(WORK TO BE COMPLETED)
Write out each line of the material again, word for word.

BEGIN ENTRIES SUPPLIED

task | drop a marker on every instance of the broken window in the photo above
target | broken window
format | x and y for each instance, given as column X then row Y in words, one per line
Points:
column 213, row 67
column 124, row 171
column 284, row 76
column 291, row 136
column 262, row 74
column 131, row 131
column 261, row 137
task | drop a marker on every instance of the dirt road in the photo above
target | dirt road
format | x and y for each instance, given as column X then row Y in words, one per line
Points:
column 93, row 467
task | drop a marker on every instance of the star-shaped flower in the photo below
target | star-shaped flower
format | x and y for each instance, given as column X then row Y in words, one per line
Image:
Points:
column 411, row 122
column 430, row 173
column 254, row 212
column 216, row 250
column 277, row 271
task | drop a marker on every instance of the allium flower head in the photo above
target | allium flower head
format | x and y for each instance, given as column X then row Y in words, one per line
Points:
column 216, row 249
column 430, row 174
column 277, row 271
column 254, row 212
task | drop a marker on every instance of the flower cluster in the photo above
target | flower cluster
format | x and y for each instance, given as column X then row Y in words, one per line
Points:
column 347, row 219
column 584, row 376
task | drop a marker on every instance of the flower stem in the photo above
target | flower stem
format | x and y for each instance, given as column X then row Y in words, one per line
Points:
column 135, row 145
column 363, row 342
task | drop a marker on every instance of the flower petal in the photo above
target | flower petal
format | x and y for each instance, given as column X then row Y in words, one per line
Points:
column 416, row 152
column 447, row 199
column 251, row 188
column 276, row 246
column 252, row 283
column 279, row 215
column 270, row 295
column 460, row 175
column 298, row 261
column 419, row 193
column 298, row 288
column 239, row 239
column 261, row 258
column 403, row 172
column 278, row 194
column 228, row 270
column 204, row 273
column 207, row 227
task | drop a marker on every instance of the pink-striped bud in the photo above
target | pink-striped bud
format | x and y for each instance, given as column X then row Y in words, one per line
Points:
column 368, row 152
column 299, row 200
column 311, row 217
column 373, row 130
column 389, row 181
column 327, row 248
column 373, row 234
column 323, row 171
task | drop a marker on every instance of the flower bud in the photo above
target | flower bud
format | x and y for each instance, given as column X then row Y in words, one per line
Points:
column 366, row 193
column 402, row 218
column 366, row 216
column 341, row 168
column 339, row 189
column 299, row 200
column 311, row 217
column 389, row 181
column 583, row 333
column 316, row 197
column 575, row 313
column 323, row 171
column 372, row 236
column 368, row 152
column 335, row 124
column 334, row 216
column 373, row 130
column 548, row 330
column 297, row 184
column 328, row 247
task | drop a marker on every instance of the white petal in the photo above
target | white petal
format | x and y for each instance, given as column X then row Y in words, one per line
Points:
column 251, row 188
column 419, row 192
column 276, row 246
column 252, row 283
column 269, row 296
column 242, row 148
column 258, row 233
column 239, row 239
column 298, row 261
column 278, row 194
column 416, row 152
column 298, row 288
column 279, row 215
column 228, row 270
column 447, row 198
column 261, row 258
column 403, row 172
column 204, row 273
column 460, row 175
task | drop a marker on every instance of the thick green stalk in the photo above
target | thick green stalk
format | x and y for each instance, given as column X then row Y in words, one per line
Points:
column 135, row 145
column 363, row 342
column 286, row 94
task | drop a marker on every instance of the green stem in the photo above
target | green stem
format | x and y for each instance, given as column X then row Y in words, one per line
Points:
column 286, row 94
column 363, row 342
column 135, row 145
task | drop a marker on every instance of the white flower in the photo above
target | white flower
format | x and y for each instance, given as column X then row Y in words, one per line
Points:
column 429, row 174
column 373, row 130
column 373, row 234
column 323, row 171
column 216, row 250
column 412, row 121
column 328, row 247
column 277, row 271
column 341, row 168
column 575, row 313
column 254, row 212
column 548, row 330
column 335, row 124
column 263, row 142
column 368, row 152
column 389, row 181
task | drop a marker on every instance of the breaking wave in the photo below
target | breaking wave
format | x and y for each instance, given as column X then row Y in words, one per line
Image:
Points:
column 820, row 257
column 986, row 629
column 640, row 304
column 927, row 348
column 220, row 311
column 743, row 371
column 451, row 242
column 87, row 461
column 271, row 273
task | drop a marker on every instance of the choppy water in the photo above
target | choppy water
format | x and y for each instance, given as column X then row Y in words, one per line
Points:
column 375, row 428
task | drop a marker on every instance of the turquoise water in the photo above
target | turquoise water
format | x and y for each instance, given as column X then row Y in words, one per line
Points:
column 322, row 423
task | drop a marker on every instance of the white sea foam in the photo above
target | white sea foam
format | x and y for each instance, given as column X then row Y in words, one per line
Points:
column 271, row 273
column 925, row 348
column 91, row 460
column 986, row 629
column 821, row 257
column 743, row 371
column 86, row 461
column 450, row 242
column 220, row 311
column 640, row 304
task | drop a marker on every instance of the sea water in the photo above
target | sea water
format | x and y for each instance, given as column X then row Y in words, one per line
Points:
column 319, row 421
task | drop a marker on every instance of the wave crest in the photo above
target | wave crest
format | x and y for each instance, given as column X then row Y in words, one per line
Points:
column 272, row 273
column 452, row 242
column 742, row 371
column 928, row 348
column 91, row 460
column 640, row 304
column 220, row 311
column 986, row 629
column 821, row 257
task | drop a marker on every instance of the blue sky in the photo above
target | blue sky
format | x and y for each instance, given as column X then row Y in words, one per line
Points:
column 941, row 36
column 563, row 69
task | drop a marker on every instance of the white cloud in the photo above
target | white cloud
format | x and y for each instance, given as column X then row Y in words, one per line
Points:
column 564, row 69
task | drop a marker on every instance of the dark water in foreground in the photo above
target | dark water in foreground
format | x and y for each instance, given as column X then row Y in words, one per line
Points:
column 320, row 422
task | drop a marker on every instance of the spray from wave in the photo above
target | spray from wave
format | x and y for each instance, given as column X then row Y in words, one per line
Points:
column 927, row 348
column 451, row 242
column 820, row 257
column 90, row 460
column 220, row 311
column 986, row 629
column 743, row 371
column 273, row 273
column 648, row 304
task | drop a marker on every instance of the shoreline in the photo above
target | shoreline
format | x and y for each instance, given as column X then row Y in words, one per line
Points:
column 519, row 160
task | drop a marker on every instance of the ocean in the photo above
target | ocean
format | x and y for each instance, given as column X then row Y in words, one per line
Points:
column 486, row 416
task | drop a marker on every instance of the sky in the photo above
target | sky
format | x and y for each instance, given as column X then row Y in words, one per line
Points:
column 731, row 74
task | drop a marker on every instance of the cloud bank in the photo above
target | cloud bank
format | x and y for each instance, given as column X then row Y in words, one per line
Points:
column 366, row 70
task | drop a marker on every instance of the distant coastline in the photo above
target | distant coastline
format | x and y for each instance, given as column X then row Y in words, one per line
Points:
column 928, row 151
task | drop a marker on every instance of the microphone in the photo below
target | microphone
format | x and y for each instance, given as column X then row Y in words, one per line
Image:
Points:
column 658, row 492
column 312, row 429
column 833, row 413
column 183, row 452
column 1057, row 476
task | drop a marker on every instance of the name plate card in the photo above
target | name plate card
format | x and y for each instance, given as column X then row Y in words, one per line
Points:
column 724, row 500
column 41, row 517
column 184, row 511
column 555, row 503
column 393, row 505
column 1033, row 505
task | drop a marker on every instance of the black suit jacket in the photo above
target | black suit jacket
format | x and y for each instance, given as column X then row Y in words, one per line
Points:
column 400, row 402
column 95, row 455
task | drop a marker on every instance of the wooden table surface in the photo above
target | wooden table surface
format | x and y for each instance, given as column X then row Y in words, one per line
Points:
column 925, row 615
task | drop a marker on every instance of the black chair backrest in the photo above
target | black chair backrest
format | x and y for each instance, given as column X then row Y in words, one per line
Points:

END ENTRIES SUPPLIED

(RESULT BELOW)
task | drop a marker on every instance of the broken window in the photo above
target | broken window
format | x and y for each instance, given as column X then row Y in words, one per line
Points:
column 213, row 67
column 124, row 171
column 284, row 76
column 291, row 136
column 262, row 74
column 131, row 131
column 261, row 137
task | drop a marker on every instance of the dirt road in the photo above
target | dirt road
format | x and y for each instance, given as column X then row Y in words, one per line
Points:
column 93, row 467
task | drop a marker on every instance of the star-shaped flower in the photo below
target | star-shaped flower
format | x and y for each instance, given as column X then row Y in words, one per line
Image:
Points:
column 411, row 122
column 430, row 173
column 254, row 212
column 216, row 250
column 277, row 271
task | drop a marker on every instance of the allium flower head in the photo above
target | allium flower head
format | x and y for each instance, given as column X then row Y in words, one per line
Points:
column 216, row 249
column 430, row 174
column 277, row 271
column 254, row 212
task | drop a marker on every instance of the flower cluster in the photo above
target | flower cluster
format | x and y for each instance, given as column X then row Y in words, one per line
Points:
column 347, row 219
column 584, row 376
task | drop a marker on every instance of the flower stem in the photo above
target | flower stem
format | x and y for each instance, given as column X then row Y in words, one per line
Points:
column 135, row 145
column 363, row 342
task | drop a marker on every instance of the flower petal in the photo above
target | flower petal
format | x and y for each instance, given as column X then row Y in words, one per line
Points:
column 416, row 152
column 447, row 199
column 251, row 188
column 276, row 246
column 252, row 283
column 279, row 215
column 270, row 295
column 460, row 175
column 298, row 261
column 419, row 193
column 298, row 288
column 239, row 239
column 261, row 258
column 403, row 172
column 278, row 194
column 228, row 270
column 204, row 273
column 207, row 227
task | drop a marker on every instance of the pink-striped bud in the photo above
target | pink-striped bud
format | x and y for each instance, given as column X then row Y in words, one per line
Points:
column 368, row 152
column 299, row 200
column 311, row 217
column 373, row 130
column 389, row 181
column 327, row 248
column 373, row 234
column 323, row 171
task | drop a marker on every instance of the flower bud in the photo above
target | flower bud
format | x and y for each instance, given as column X then row Y in words, one per line
Points:
column 366, row 193
column 402, row 218
column 366, row 216
column 341, row 168
column 339, row 189
column 299, row 200
column 311, row 217
column 389, row 181
column 583, row 333
column 316, row 197
column 575, row 313
column 323, row 171
column 372, row 236
column 368, row 152
column 335, row 124
column 334, row 216
column 373, row 130
column 548, row 330
column 297, row 184
column 328, row 247
task | drop a marker on every instance of the white petal in the photo above
target | white petal
format | x and y for each instance, given as column X then row Y in words, one per line
Points:
column 251, row 188
column 419, row 192
column 276, row 246
column 252, row 283
column 269, row 296
column 242, row 148
column 258, row 233
column 239, row 239
column 298, row 261
column 278, row 194
column 416, row 152
column 298, row 288
column 279, row 215
column 228, row 270
column 447, row 198
column 261, row 258
column 403, row 172
column 204, row 273
column 460, row 175
task | drop a marker on every instance of the thick green stalk in the photo above
target | thick green stalk
format | x and y for each instance, given as column X then row Y in words, one per line
Points:
column 135, row 145
column 363, row 342
column 286, row 94
task | drop a marker on every instance of the green stem in the photo above
target | green stem
format | x and y for each instance, given as column X then row Y in words, one per line
Points:
column 286, row 94
column 363, row 342
column 135, row 145
task | drop a marker on every instance of the white flower in the photo above
target | white flower
format | x and y for each instance, given as column X then row Y in words, one per line
Points:
column 429, row 174
column 373, row 130
column 373, row 234
column 323, row 171
column 216, row 250
column 412, row 121
column 328, row 247
column 277, row 271
column 341, row 168
column 575, row 313
column 254, row 212
column 548, row 330
column 335, row 124
column 263, row 142
column 368, row 152
column 389, row 181
task | drop a marker on every instance of the breaking wave in the photo below
target | breaking wave
format | x and y for each instance, given as column X then row Y in words, one per line
Image:
Points:
column 820, row 257
column 986, row 629
column 640, row 304
column 927, row 348
column 220, row 311
column 743, row 371
column 451, row 242
column 87, row 461
column 271, row 273
task | drop a marker on every instance of the choppy water in the photo above
target | choppy water
format | x and y for each instance, given as column X then row Y in words, one per line
Points:
column 375, row 428
task | drop a marker on every instance of the turquoise water in the photo above
target | turquoise water
format | x and y for each instance, given as column X then row Y in words, one per line
Points:
column 322, row 423
task | drop a marker on every instance of the white sea foam in the photo above
target | white sea foam
format | x and y for each instance, given as column X then row Y in words, one per line
Points:
column 271, row 273
column 925, row 348
column 91, row 460
column 986, row 629
column 821, row 257
column 743, row 371
column 86, row 461
column 450, row 242
column 220, row 311
column 640, row 304
task | drop a marker on every instance of the sea water in the photo above
target | sea water
format | x and y for each instance, given as column X then row Y in words, one per line
Points:
column 319, row 421
task | drop a marker on every instance of the wave crest in the photo above
target | wave crest
format | x and y for each instance, given as column X then row Y in words, one per line
Points:
column 272, row 273
column 452, row 242
column 742, row 371
column 928, row 348
column 91, row 460
column 640, row 304
column 220, row 311
column 986, row 629
column 821, row 257
task | drop a marker on every instance of the blue sky in the photo above
target | blue sky
format | x and y for each instance, given as column X then row Y in words, one per line
Points:
column 941, row 36
column 563, row 69
task | drop a marker on every instance of the white cloud in the photo above
target | white cloud
format | x and y for each instance, given as column X then row Y in words, one per line
Points:
column 564, row 69
task | drop a marker on every instance of the dark water in foreground in the photo above
target | dark water in foreground
format | x and y for each instance, given as column X then row Y in words, one per line
Points:
column 320, row 422
task | drop a marker on every instance of the spray from wave in the photo above
target | spray from wave
format | x and y for each instance, given as column X then row Y in words, one per line
Points:
column 927, row 348
column 451, row 242
column 820, row 257
column 90, row 460
column 220, row 311
column 986, row 629
column 743, row 371
column 273, row 273
column 648, row 304
task | drop a marker on every instance of the shoreline in the photo above
target | shoreline
format | x and y for each instance, given as column X then row Y in words, one per line
Points:
column 519, row 160
task | drop a marker on every instance of the ocean in the photo above
target | ocean
format | x and y for each instance, given as column X then row Y in words, one per line
Points:
column 486, row 416
task | drop a marker on every instance of the sky in the photo above
target | sky
format | x and y for each instance, given as column X then row Y in words, one per line
Points:
column 731, row 74
task | drop a marker on every instance of the cloud bank in the photo above
target | cloud bank
format | x and y for each instance, given as column X then row Y in words, one per line
Points:
column 366, row 70
task | drop a marker on every instance of the distant coastline in the photo above
target | distant coastline
format | x and y for each instance, given as column X then row Y in words, one per line
Points:
column 928, row 151
task | drop a marker on every instance of the microphone in the photo below
target | microphone
format | x and y for each instance, given as column X then row Y in words, one per line
Image:
Points:
column 658, row 492
column 312, row 429
column 833, row 413
column 183, row 452
column 1057, row 476
task | drop a marker on every instance of the name plate card in the photo above
target | name plate card
format | x and y for each instance, given as column X then row Y in words, one per line
Points:
column 724, row 500
column 41, row 517
column 184, row 511
column 555, row 503
column 393, row 505
column 1033, row 505
task | drop a marker on every instance of the black suit jacket in the photo above
target | black suit jacket
format | x and y for each instance, given as column X then row Y in words, one per line
Points:
column 400, row 402
column 95, row 455
task | drop a marker on every instance of the wooden table surface in the photo above
target | wooden table surface
format | x and y for each instance, given as column X then row Y in words, one per line
Points:
column 925, row 615
task | drop a marker on every instance of the black chair backrest in the photo above
target | black chair backrest
format | x and y for each instance, given as column X then row Y in words, one per line
Points:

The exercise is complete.